## STATED EXERCISE A:
In the records, copy every line from the line with "Could you spot the blue wristband" to the line with "point(665, 366)", requests included, and adjust each point coordinate in the answers by adding -95.

## EXCERPT TO READ:
★ ★ ★

I have a very dominate (sp?) personality but there are times when being is a sumissive (sp?) role sexually is a HUGE turn on.


----------



## wonder

i'm just a laid back person who goes w/ the flow. it's not a control issue. it's just who i am. if i have to be dominate, i will. if i don't have to be, then i won't


----------



## voivod

wonder said:


> i'm just a laid back person who goes w/ the flow. it's not a control issue. it's just who i am. if i have to be dominate, i will. if i don't have to be, then i won't


in the biz, we call that a "switch." enjoy what you are, that's the key.


----------



## lostangel78

I like both dominance and submission it just depends on the timing and how much time we have. I think it's erotic to be dominating and tell him what to do however I prefer submission. Nothing is more exciting than being forced to do things that I enjoy doing anyway but at his beck and call and when and how he wants and likes it. Hearig the way he calls my name is just WOW!


----------



## Junebug

voivod- I agree. 

I have been in a relationship where we both had careers that were very demanding/ supervisor/boss that kind of thing, and we both loved taking turns in both rolls. It was nice not to be the one in control once in awhile- just to give in and let someone else take over and enjoy what comes.

★ ★ ★

## DATA EXTRACT:
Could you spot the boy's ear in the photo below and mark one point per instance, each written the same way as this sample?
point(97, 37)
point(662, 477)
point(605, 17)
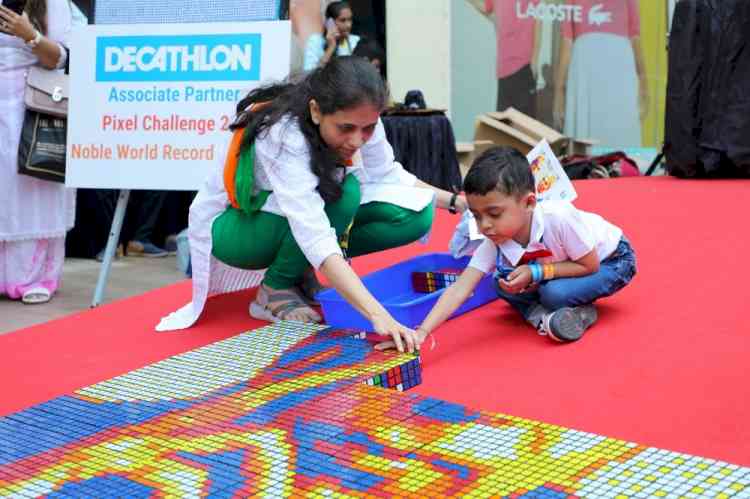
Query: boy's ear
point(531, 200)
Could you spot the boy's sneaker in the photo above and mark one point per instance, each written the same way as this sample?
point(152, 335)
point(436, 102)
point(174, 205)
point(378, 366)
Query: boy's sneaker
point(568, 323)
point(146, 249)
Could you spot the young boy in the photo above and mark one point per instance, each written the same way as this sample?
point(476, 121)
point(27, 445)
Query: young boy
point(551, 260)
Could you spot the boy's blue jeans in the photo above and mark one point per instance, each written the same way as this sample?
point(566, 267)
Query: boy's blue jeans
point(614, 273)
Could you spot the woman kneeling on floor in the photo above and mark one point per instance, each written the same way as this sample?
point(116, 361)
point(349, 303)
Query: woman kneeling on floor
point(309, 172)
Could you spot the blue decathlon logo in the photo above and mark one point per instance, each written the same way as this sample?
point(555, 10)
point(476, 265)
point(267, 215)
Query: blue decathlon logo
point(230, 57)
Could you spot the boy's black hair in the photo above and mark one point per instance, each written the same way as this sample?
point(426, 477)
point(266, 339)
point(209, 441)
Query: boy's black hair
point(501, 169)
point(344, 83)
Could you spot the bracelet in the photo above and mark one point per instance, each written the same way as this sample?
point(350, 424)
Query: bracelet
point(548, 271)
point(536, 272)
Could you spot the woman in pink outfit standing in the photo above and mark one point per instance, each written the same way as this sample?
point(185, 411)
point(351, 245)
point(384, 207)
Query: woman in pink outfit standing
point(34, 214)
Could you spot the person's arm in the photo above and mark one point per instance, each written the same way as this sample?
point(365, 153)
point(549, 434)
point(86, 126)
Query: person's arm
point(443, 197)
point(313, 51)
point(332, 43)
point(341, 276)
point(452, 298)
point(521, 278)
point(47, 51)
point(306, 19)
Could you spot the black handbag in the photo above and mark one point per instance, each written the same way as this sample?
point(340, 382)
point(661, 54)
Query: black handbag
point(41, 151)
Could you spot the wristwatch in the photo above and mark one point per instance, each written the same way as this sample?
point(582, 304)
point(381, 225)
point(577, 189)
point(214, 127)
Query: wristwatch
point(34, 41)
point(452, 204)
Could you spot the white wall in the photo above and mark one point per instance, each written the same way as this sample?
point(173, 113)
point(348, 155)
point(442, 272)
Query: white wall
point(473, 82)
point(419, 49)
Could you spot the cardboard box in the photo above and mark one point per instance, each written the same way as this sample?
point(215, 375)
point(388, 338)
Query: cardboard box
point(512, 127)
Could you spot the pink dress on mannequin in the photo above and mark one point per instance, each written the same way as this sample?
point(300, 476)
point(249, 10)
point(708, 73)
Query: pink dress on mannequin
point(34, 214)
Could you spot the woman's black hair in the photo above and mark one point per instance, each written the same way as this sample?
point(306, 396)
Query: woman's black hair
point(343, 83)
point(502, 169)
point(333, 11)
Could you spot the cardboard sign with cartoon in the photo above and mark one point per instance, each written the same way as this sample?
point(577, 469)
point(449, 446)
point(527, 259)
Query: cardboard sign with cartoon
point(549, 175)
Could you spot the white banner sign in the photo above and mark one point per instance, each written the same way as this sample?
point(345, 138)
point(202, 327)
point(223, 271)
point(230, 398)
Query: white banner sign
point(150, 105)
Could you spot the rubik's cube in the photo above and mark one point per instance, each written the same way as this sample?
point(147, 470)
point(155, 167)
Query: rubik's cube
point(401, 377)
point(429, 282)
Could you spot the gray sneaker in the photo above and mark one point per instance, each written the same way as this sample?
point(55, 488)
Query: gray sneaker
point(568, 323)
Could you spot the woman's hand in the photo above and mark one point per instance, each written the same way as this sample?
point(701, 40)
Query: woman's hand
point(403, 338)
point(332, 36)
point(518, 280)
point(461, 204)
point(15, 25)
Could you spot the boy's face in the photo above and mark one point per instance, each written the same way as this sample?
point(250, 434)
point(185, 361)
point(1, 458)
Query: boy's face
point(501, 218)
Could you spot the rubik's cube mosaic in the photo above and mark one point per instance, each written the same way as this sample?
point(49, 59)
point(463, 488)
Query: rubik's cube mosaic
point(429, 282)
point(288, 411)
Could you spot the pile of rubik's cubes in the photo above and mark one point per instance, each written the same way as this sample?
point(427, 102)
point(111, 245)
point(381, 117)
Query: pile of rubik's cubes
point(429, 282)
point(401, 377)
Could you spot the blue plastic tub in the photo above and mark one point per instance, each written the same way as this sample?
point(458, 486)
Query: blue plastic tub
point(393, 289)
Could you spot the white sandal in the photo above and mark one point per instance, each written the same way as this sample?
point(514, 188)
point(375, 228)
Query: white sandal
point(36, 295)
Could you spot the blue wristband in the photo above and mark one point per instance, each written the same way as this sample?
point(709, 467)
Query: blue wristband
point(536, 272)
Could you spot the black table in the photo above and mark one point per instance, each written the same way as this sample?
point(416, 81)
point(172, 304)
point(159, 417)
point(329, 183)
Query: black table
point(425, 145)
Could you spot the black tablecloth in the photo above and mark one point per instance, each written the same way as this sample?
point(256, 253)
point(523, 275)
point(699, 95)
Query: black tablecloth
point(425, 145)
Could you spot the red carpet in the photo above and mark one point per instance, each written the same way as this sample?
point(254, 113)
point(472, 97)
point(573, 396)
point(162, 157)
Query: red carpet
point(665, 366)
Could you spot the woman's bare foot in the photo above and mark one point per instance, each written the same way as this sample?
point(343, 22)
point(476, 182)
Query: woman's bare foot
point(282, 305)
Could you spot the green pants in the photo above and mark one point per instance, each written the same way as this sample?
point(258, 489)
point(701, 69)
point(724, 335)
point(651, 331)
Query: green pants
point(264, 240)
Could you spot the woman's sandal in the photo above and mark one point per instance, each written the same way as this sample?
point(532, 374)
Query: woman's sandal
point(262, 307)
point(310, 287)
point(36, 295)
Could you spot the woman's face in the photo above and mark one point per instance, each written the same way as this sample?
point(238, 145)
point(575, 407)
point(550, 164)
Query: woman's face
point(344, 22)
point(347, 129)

★ ★ ★

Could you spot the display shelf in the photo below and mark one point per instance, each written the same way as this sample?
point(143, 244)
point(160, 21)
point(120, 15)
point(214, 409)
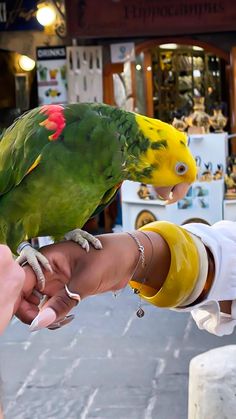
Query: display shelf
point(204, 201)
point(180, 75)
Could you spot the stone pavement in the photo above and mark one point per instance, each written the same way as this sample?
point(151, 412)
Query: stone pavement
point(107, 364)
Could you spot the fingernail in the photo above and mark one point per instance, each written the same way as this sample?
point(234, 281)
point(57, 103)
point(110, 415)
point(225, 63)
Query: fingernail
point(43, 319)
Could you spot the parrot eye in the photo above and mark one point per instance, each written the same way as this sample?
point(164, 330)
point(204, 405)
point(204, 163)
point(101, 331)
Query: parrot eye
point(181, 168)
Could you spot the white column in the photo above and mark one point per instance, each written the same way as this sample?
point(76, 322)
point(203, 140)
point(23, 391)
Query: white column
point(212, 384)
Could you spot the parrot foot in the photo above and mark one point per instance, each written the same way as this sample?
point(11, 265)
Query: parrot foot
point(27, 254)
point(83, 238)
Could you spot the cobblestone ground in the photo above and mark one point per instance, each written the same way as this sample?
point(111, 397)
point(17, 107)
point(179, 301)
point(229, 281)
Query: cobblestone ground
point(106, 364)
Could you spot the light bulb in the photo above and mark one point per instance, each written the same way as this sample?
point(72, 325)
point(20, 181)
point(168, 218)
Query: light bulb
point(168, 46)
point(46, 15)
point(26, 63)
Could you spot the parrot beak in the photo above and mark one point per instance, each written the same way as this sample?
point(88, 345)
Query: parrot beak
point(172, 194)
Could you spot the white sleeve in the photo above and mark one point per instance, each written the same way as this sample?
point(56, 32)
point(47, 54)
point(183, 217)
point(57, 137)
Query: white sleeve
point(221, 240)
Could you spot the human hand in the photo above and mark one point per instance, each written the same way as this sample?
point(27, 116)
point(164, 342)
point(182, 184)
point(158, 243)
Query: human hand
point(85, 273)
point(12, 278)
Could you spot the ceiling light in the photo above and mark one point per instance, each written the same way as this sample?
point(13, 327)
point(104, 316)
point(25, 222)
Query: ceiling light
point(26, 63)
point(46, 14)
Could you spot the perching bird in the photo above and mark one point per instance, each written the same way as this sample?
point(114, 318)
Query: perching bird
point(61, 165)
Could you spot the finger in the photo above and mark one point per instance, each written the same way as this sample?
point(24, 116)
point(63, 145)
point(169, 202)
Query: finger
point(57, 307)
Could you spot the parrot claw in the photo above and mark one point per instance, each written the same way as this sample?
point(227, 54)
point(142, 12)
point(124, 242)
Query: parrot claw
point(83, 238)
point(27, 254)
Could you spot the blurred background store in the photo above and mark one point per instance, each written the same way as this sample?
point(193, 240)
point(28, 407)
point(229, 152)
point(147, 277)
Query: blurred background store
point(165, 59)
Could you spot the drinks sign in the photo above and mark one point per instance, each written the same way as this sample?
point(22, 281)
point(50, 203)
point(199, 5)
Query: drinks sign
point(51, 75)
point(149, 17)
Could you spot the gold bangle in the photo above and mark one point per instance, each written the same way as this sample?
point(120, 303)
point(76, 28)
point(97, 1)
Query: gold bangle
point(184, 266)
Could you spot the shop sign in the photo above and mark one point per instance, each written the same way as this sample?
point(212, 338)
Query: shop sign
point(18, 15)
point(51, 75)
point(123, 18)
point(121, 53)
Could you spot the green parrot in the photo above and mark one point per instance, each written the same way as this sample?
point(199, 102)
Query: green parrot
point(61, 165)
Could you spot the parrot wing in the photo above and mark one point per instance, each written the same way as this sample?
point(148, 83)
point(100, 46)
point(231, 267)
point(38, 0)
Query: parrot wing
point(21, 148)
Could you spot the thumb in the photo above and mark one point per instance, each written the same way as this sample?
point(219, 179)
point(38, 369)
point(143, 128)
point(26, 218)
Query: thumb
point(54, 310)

★ ★ ★

## STATED EXERCISE B:
Answer from the forum thread:
(i) What term does voivod say is used "in the biz" for someone like wonder?
(ii) Which of the two roles does lostangel78 say she prefers?
(iii) What kind of careers does Junebug say she and her partner had?

## EXERCISE OUTPUT A:
Could you spot the blue wristband in the photo above and mark one point per instance, each written the same way as this sample?
point(709, 467)
Query: blue wristband
point(441, 177)
Could you spot the black table in the photo above and mark one point per instance, each written the same way as this sample?
point(416, 81)
point(172, 304)
point(159, 417)
point(329, 183)
Query: black table
point(330, 50)
Could you spot the black tablecloth in the photo above and mark one point per instance, each written the same way as this sample?
point(256, 253)
point(523, 275)
point(699, 95)
Query: black tablecloth
point(330, 50)
Could you spot the red carpet in the photo above and mark one point per instance, each written the same way as this sample?
point(254, 113)
point(472, 97)
point(573, 396)
point(162, 157)
Query: red carpet
point(570, 271)

## EXERCISE OUTPUT B:
(i) A "switch."
(ii) Submission.
(iii) Very demanding ones, of the supervisor or boss kind.